[Saved entries]
Content starts

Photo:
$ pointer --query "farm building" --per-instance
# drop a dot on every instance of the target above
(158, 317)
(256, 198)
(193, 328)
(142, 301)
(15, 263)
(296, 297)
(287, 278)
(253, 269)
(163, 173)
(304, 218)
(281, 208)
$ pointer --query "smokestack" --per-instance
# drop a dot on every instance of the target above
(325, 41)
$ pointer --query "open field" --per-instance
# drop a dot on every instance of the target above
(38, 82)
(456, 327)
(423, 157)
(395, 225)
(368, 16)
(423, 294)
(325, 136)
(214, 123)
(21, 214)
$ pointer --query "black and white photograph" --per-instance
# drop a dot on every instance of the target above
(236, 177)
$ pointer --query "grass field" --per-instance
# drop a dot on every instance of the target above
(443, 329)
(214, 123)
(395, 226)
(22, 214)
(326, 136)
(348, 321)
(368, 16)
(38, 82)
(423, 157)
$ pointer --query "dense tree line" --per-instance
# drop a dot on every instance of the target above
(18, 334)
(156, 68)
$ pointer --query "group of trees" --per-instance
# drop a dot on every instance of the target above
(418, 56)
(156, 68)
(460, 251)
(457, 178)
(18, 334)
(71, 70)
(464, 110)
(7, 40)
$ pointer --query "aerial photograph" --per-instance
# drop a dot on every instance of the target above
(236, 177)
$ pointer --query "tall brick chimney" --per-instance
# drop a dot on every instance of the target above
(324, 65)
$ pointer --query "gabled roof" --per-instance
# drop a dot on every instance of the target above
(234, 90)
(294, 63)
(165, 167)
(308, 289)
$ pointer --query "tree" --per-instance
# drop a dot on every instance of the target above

Content ends

▶ _What to work on_:
Set down all of the data above again, exactly.

▶ _Problem solution_:
Photo:
$ pointer --query "farm building" --per-instance
# drop a dot on every instance of the target above
(158, 317)
(256, 198)
(193, 328)
(142, 301)
(15, 263)
(296, 297)
(287, 278)
(253, 269)
(163, 173)
(304, 218)
(281, 208)
$ pointer --query "smokestack" --per-instance
# drop a dot on every instance of the target above
(325, 41)
$ pointer --query "open field" --per-instance
# drop a dot on every instance of the target above
(38, 82)
(456, 327)
(423, 157)
(395, 225)
(368, 16)
(423, 294)
(325, 136)
(214, 123)
(21, 214)
$ pointer --query "black and white photograph" --per-instance
# drop a dot on every instance of the target above
(236, 177)
$ pointer --query "grass field" --per-instance
# drop a dot on every instance of the target above
(443, 329)
(214, 123)
(395, 226)
(22, 214)
(326, 136)
(348, 321)
(368, 16)
(38, 82)
(423, 157)
$ pointer --query "dense tree line" --per-instance
# drop a dot on every instance of the target above
(18, 334)
(156, 68)
$ pointer --query "group of trees" --per-instance
# drop a dot on every instance of the target above
(418, 56)
(156, 68)
(460, 251)
(457, 178)
(18, 334)
(71, 70)
(464, 110)
(7, 40)
$ pointer --query "aerial photograph" --per-instance
# drop a dot on every instance of the target above
(236, 177)
$ pointer --query "tall brick chimney" --per-instance
# drop a dot on every instance of the target above
(324, 65)
$ pointer --query "gabled roof" --per-instance
# drop a dot on every instance of the target above
(234, 90)
(294, 63)
(165, 167)
(308, 289)
$ pointer --query "tree" --per-instance
# drop a dot on every instance of the target above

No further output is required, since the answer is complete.